[Requirements] Copy the lines below exactly, from the one containing "947, row 35." through the one containing "column 110, row 286", including both of those lines.

::::::::::

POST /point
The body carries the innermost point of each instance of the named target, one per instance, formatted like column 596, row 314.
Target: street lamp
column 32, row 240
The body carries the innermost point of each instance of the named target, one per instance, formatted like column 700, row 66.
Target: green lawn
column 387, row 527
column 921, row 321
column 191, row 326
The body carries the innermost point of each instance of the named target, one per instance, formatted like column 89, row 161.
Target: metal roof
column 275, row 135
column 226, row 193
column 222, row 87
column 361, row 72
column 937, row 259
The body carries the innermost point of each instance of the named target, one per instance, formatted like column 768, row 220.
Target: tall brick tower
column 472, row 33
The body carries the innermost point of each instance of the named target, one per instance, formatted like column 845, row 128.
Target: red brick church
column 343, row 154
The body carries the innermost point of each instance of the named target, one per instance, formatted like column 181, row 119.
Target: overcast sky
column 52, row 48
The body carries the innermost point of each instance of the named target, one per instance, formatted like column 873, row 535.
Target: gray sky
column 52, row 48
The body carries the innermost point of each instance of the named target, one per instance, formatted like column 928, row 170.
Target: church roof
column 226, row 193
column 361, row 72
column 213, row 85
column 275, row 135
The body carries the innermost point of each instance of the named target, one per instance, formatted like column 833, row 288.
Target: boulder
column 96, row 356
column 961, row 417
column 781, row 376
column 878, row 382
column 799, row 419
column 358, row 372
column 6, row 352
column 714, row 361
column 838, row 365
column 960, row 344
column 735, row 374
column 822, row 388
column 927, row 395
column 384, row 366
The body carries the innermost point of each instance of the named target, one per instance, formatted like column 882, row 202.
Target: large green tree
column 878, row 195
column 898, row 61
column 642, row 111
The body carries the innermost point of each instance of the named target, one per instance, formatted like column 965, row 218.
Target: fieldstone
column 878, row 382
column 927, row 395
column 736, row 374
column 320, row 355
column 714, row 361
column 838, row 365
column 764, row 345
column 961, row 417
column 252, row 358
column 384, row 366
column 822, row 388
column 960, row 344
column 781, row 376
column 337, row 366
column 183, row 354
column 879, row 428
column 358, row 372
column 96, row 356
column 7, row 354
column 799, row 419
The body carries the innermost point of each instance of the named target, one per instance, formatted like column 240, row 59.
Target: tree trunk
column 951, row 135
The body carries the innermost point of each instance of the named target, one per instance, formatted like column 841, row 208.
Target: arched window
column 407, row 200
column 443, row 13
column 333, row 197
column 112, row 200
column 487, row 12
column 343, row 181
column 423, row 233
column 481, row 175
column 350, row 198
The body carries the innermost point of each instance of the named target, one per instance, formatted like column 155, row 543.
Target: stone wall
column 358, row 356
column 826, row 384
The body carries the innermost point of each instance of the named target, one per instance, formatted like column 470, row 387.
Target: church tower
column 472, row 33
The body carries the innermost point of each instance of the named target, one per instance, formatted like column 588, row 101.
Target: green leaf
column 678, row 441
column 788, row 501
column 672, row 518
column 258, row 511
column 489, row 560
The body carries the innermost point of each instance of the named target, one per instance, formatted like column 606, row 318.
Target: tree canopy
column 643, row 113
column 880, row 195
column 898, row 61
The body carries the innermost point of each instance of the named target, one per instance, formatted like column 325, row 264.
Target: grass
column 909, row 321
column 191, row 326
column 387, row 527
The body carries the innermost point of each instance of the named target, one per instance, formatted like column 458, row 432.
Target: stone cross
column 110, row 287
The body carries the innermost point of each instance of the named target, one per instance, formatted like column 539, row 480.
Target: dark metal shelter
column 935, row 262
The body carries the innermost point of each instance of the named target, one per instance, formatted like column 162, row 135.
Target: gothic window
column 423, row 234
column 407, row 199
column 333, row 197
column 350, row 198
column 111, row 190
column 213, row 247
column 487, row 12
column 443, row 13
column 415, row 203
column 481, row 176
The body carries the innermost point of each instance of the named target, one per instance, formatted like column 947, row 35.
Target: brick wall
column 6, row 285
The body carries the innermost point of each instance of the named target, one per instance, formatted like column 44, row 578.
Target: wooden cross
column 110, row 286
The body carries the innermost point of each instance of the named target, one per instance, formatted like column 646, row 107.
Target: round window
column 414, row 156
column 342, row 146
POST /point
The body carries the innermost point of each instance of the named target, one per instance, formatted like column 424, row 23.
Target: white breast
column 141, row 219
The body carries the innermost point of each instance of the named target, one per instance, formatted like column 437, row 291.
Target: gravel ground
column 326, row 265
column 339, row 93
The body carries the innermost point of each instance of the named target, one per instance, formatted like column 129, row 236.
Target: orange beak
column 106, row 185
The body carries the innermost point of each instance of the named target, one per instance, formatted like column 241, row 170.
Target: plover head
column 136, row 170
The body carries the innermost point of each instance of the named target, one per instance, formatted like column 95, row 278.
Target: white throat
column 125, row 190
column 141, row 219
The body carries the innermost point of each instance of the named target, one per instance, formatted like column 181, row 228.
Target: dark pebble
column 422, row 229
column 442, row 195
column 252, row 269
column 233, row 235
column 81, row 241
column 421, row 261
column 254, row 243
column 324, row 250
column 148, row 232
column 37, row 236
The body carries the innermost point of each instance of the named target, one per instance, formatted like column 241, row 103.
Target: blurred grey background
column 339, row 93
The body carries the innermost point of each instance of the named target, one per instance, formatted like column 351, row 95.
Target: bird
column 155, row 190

::::::::::

[Correct answer]
The body carries the innermost point of each instance of the named target, one per instance, formatted like column 947, row 35.
Target: brick wall
column 6, row 285
The body carries the innermost point of each instance of the named target, one per instance, formatted like column 44, row 578.
Target: wooden cross
column 110, row 286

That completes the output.